> _Input_:
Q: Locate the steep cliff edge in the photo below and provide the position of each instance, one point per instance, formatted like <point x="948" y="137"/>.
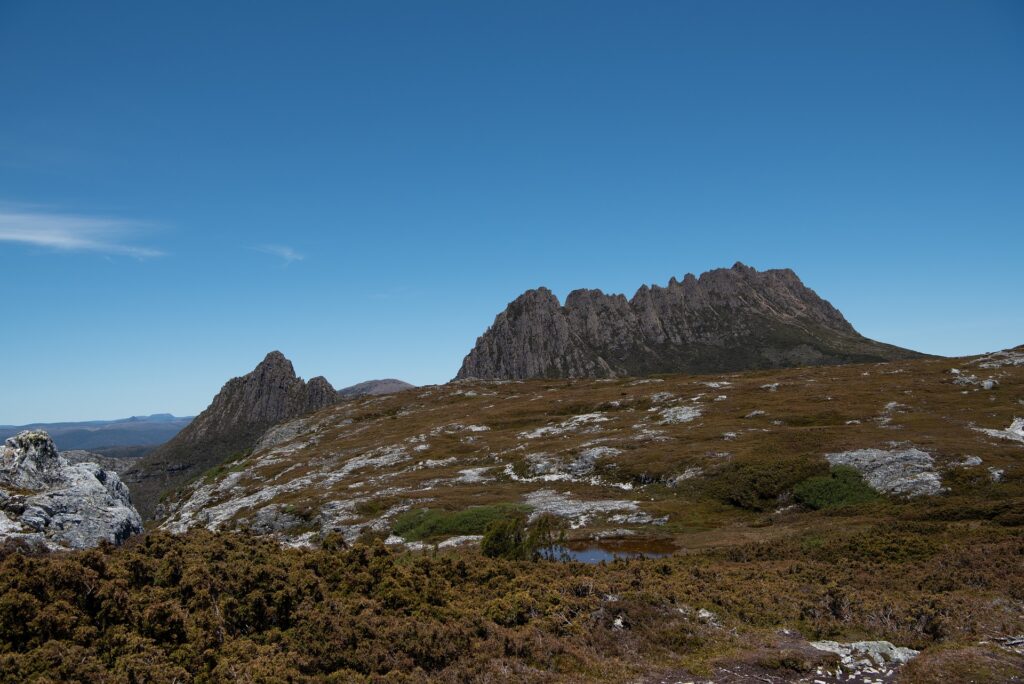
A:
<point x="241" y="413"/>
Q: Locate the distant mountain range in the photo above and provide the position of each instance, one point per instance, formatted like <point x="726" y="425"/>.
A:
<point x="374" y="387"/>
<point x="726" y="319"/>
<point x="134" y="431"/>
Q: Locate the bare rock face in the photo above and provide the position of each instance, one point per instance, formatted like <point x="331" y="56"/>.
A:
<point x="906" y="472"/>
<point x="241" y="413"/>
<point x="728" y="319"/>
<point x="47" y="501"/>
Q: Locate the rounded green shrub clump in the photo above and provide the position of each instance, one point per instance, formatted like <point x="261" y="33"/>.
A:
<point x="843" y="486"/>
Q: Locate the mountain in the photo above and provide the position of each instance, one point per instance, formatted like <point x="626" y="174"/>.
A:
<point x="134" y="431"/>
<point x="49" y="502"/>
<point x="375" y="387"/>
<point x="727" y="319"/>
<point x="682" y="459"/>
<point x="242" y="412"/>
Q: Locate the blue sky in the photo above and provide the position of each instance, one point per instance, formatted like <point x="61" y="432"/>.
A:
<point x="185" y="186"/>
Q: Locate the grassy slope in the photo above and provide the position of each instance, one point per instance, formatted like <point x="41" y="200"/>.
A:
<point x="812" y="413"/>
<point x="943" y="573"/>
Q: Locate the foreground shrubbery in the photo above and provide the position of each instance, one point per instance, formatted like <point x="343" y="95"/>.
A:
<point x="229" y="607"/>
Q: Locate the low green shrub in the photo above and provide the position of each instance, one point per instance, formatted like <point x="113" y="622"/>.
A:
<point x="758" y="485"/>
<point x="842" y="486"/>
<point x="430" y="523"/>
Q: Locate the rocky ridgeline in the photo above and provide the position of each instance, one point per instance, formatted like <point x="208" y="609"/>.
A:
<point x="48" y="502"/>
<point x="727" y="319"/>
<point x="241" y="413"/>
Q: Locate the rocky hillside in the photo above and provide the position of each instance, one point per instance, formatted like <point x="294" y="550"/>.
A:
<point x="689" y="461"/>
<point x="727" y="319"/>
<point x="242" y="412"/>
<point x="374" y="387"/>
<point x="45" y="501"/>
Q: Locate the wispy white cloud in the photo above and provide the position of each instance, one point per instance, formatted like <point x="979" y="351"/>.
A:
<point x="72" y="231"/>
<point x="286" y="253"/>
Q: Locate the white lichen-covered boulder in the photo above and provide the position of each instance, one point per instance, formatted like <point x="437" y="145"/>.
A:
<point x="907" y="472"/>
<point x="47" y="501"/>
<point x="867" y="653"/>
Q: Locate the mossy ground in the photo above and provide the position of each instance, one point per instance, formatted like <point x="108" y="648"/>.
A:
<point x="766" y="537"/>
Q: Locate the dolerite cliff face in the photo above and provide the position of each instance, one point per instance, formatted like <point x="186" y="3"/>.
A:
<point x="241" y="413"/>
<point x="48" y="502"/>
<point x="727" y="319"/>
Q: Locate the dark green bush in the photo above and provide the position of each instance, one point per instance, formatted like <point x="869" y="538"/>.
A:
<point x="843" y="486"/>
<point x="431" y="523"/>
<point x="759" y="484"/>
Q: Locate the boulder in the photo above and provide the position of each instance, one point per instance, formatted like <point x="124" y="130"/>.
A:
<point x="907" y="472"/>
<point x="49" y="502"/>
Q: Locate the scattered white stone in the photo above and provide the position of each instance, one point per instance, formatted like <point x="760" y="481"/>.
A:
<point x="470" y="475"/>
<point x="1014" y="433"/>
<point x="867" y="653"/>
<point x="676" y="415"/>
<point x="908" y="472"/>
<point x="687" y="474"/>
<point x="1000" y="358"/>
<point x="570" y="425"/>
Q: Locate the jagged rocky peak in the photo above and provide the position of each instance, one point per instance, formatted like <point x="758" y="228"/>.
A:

--

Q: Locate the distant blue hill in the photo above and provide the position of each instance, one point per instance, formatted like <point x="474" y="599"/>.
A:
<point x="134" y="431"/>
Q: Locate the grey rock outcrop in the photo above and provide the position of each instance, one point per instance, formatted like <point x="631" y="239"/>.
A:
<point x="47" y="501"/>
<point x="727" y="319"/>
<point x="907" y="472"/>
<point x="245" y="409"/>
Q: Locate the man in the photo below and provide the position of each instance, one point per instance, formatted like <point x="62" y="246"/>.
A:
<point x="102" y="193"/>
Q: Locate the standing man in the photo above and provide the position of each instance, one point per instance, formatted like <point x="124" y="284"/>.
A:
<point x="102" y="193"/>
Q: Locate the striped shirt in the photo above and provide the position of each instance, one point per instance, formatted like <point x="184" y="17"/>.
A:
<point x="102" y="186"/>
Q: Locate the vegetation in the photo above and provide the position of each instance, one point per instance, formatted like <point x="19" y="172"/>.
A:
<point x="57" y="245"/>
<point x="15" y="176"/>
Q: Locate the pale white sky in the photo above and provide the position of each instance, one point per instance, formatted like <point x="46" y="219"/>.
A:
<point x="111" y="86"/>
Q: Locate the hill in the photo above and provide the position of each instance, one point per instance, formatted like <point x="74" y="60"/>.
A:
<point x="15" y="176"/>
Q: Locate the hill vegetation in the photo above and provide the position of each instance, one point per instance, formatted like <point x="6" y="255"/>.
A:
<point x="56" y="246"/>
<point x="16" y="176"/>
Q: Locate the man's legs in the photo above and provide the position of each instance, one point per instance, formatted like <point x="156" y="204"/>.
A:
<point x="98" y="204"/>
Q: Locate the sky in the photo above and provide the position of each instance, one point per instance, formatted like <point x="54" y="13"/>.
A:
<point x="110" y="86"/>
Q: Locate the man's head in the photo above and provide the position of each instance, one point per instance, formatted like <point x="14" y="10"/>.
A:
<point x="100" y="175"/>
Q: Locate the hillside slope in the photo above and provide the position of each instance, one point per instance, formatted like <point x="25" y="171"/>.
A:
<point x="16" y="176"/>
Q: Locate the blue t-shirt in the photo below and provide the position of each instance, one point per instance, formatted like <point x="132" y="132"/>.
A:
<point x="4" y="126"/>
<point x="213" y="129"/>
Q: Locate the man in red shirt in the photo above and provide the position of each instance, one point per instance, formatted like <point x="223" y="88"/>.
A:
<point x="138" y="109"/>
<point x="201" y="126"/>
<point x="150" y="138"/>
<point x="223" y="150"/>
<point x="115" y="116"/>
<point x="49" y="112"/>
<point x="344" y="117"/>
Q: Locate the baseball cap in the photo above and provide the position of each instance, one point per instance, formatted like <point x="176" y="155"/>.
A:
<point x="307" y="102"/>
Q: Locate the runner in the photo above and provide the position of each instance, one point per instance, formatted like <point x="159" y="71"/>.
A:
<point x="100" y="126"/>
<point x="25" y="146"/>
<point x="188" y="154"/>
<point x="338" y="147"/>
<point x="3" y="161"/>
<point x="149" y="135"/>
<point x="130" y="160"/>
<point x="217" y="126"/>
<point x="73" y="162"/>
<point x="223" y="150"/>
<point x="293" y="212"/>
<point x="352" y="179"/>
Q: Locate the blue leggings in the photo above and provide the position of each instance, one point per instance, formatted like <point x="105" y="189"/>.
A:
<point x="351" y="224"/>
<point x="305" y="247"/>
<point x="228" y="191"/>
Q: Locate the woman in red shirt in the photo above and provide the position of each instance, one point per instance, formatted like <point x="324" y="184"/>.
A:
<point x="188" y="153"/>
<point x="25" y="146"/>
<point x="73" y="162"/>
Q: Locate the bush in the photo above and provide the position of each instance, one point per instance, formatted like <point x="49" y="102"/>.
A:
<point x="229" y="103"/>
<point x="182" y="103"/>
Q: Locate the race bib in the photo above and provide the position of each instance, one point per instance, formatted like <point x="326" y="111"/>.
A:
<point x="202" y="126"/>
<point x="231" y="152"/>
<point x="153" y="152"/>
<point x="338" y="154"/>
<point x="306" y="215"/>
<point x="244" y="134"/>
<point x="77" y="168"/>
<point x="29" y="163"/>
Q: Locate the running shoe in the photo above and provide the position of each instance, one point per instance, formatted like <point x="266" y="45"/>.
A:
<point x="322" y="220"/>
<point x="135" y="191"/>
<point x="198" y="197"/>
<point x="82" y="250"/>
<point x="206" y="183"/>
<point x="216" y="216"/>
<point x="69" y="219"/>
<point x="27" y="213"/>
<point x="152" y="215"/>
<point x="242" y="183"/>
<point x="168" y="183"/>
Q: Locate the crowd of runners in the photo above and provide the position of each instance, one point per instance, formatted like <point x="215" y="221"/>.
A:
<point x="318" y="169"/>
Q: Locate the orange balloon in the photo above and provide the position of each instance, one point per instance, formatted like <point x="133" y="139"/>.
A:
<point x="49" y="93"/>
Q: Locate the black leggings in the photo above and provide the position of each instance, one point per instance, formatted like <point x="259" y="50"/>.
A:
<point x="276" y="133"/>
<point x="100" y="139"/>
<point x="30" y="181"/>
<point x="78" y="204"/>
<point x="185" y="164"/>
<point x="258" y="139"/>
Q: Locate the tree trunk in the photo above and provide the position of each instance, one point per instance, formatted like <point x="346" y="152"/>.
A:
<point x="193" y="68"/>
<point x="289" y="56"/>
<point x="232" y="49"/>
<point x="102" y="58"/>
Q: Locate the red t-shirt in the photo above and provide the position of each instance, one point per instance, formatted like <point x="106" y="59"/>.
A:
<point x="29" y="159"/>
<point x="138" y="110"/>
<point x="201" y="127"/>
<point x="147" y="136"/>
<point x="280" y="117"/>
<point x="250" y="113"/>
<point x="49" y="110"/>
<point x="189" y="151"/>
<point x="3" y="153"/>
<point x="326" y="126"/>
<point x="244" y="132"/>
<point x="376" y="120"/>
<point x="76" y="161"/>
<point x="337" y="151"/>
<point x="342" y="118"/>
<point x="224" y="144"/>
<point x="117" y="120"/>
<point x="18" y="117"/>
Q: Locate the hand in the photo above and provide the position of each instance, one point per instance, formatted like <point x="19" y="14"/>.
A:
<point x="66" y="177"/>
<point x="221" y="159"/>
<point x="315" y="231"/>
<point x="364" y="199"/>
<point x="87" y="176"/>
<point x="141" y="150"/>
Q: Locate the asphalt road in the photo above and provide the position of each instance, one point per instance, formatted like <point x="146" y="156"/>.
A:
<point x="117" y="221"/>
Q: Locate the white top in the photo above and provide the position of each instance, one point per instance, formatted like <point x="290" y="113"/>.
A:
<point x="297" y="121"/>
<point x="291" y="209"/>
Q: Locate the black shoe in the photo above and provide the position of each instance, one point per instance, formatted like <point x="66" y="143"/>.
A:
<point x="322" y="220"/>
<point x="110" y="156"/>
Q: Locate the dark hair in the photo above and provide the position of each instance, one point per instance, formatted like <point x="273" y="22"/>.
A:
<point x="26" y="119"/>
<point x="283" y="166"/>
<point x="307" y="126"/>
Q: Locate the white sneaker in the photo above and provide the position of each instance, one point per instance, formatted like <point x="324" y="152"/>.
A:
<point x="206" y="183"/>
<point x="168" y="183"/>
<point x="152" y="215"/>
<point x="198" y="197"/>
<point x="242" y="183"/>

> _Task goal_:
How many lines in the entries above contain the string "leggings"? Case counts. Reply with the number alone.

> _Output_:
2